§ Problem description:
Among the entries beneath this sentence, how many lines include the word "below"? Only the number is wanted.

[Source data]
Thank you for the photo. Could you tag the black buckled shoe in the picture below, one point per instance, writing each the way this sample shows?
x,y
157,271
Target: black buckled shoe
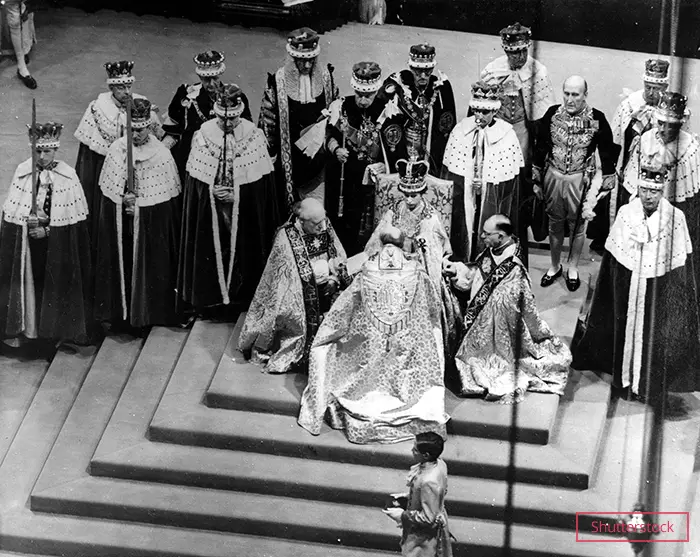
x,y
548,280
28,80
572,284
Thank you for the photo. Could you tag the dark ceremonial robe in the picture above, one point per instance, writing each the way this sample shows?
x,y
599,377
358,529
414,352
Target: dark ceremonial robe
x,y
494,156
507,348
103,123
362,129
432,111
136,265
624,327
45,283
424,521
376,366
291,298
191,106
285,117
224,246
569,144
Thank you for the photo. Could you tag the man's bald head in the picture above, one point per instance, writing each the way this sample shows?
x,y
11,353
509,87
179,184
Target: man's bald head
x,y
575,94
576,81
311,209
501,223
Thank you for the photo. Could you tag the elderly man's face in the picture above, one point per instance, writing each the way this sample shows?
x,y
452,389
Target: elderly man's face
x,y
313,225
491,235
422,76
652,92
121,92
483,117
210,84
45,156
574,97
364,100
650,198
668,131
517,59
304,66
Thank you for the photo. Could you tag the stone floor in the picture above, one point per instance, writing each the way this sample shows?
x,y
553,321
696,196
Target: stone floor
x,y
68,63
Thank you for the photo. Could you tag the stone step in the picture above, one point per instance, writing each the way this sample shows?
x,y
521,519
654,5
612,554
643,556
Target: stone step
x,y
64,536
240,385
336,482
283,517
281,435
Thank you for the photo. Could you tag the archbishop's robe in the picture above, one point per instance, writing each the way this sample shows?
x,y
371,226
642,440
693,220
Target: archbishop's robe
x,y
287,308
136,256
211,273
45,283
377,365
191,106
507,348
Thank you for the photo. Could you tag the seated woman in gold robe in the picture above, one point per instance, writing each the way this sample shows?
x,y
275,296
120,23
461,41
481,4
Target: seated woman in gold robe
x,y
377,364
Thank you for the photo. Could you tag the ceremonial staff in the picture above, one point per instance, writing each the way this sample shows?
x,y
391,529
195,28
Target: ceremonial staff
x,y
129,148
34,161
342,182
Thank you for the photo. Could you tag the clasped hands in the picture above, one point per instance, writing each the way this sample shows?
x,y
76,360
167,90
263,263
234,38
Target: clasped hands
x,y
36,227
223,193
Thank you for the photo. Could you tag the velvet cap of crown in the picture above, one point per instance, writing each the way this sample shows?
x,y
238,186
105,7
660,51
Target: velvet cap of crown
x,y
47,135
672,107
486,96
209,63
140,113
652,177
422,56
303,43
656,71
412,176
516,37
366,77
119,73
229,101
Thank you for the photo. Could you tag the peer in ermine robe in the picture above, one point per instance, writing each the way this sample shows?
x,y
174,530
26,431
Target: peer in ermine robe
x,y
355,139
103,123
302,278
483,158
292,117
377,366
138,234
507,349
643,326
193,105
45,269
633,117
230,209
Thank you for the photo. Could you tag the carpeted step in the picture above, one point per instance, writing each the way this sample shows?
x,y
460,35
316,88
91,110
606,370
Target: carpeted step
x,y
336,482
66,536
283,517
281,435
240,385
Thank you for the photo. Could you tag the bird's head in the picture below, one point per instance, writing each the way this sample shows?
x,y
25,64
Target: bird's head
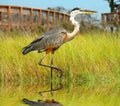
x,y
77,11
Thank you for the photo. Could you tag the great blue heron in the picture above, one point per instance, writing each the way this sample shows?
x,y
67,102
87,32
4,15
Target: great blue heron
x,y
52,40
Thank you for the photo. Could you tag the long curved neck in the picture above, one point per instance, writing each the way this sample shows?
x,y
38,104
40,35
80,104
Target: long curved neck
x,y
76,28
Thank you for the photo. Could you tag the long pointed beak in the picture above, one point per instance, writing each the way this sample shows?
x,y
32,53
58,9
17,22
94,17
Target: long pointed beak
x,y
88,12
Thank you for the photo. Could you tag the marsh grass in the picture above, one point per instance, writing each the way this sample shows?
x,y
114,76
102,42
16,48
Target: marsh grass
x,y
90,56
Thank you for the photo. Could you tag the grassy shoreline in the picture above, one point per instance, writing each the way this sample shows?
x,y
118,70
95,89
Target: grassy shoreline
x,y
91,56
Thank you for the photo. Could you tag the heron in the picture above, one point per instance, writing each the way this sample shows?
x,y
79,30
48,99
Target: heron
x,y
52,40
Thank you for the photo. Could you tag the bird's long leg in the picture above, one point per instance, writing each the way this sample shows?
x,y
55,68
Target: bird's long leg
x,y
50,66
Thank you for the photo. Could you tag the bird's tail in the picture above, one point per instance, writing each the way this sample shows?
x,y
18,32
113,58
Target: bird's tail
x,y
26,49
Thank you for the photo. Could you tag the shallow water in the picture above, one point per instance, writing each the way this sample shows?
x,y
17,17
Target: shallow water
x,y
87,94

§ Response area:
2